● **To be done**: Copy all of these lines again without changing anything.

==== Extracted entries ====

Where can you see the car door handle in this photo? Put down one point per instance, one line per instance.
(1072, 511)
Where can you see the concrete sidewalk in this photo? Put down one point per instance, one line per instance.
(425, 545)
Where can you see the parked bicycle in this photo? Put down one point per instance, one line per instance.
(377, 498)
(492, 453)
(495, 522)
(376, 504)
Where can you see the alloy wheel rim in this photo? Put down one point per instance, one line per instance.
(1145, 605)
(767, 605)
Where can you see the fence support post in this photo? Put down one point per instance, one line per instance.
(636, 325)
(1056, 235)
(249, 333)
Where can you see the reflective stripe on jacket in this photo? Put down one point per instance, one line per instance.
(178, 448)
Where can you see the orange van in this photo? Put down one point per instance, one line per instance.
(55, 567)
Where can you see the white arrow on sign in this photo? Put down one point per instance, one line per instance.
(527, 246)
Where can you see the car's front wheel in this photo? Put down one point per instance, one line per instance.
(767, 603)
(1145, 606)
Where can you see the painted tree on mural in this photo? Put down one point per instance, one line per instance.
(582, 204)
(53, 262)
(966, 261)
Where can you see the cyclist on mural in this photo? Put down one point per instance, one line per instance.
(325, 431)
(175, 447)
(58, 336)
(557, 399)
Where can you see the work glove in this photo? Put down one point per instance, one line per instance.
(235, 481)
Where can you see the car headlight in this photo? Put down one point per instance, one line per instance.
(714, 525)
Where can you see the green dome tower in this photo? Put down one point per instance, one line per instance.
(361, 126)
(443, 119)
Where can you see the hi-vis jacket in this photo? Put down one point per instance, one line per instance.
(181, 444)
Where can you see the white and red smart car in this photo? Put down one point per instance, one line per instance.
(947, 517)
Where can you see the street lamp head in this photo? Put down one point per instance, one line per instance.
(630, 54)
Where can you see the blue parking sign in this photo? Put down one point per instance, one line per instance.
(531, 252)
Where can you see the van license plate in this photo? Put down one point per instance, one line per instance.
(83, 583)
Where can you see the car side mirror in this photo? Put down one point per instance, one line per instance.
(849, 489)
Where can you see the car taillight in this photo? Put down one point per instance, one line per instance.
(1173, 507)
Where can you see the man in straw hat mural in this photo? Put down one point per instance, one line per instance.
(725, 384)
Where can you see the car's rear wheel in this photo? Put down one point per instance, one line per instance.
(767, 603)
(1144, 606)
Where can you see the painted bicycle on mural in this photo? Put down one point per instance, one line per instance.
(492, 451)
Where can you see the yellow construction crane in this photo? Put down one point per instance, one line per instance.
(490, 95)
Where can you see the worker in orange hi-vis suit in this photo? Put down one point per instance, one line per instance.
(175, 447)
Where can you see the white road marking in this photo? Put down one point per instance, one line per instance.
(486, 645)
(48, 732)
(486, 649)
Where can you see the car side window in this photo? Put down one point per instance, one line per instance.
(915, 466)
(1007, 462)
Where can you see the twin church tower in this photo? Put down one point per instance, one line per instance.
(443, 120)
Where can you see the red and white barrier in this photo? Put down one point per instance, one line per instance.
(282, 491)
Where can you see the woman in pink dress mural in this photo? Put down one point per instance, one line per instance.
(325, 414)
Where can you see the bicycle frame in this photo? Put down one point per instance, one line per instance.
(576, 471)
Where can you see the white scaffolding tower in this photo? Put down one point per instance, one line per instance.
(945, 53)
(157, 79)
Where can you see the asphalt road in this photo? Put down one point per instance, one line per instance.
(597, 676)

====

● **Result of the exercise**:
Where can you see the car door handle in this photo? Put down one point per instance, one line per instance.
(1072, 511)
Where can you see the concrete sidewalk in this photo? Put down one point per instance, one line per instance.
(425, 545)
Where can you see the parked bicycle in this photo? Put down one point per instance, one line per instance.
(377, 498)
(492, 453)
(495, 522)
(376, 504)
Where can you see the alloy wheel rim in this photo? Put down one point per instance, one line per instance.
(1145, 605)
(767, 605)
Where can you see the fence support post in this photo? Put down one point per instance, one line per instance.
(636, 325)
(1056, 235)
(249, 333)
Where can you see the reflective stripe on jacket in this photo? Put down one point per instance, one line per instance.
(178, 448)
Where can you see the orange van in this photo? Put down one point per instance, one line per instance.
(55, 567)
Where can you see the white arrow on sign in this photo? Put down one point per instance, one line per instance.
(527, 246)
Where can you see the car's front wheel in this photo? Put down one point per instance, one line per instance.
(767, 603)
(1145, 606)
Where can you see the painted tree on mural in this photo? Put down one point per instance, one line per instance.
(582, 204)
(53, 262)
(966, 261)
Where can you see the cyclist on mural in this photo? Put down one point per instance, one line per instance.
(325, 431)
(175, 447)
(58, 336)
(557, 399)
Where can you see the work glove in this photo? Put down one point per instance, one line per instance.
(235, 481)
Where can you see the car headlight in this photo? Put down one point per instance, one line per instance.
(714, 525)
Where can you see the green dome tower in this photo? Put down one point per instance, one line per instance.
(361, 126)
(443, 119)
Where can you see the hi-vis jacket in this photo? Put down one point per instance, one line per instance.
(181, 444)
Where can you see the white and red smart car in this photo? Put down one point per instance, one line per instance.
(947, 517)
Where can you see the street lamp head in this photo? Put down one point per instance, one line per instance.
(630, 54)
Where can you see the blue parking sign in this photo? Put down one point per instance, one line per instance.
(531, 252)
Where can you see the van license plate in this photo? Put down one point per instance, one line per instance.
(83, 583)
Where can you see the car side mirror in this photo? Put down one point per instance, one line per instance.
(849, 489)
Where can you see the car taillight in this photo? Put down one point per instance, one line per instance.
(1173, 507)
Where can you see the man in straw hat mural in this photo? Put down one point per instance, one line per instance.
(725, 384)
Where can you see the car's rear wheel in this photo? Put down one point per instance, one line per instance.
(767, 603)
(1144, 606)
Where can you see the painted bicycle on mural in this photo? Put down one point per instance, one line per instance.
(492, 451)
Where can you see the yellow construction crane in this photo? Put down one point per instance, one line per instance.
(490, 95)
Where can you see the worker in orange hi-vis suit in this photo? Put down one point per instance, one line per instance.
(175, 447)
Where can you see the white road marking in this photo? Put down one point per instance, one line per instance.
(486, 645)
(48, 732)
(486, 649)
Where can you see the car side window in this photo? Put down one point per instance, one line per instance.
(915, 466)
(1007, 462)
Where can you see the twin church tower in this photo? Put down one point per instance, one line per instance.
(443, 120)
Where can you see the red and white barrier in this photo? Put down one point per instance, one line per instance.
(282, 491)
Where can you see the woman in pink dress mural in this photo? Put down one point per instance, one line per instance.
(325, 414)
Where can you see the bicycle frame in this photo? Put down one point per instance, one line per instance.
(576, 471)
Where can you see the white scaffolding tower in this photo? Put down one point per instance, one line per instance.
(945, 53)
(157, 79)
Where can you see the asphalt road in this photo? Put down one point per instance, one line per instance.
(597, 676)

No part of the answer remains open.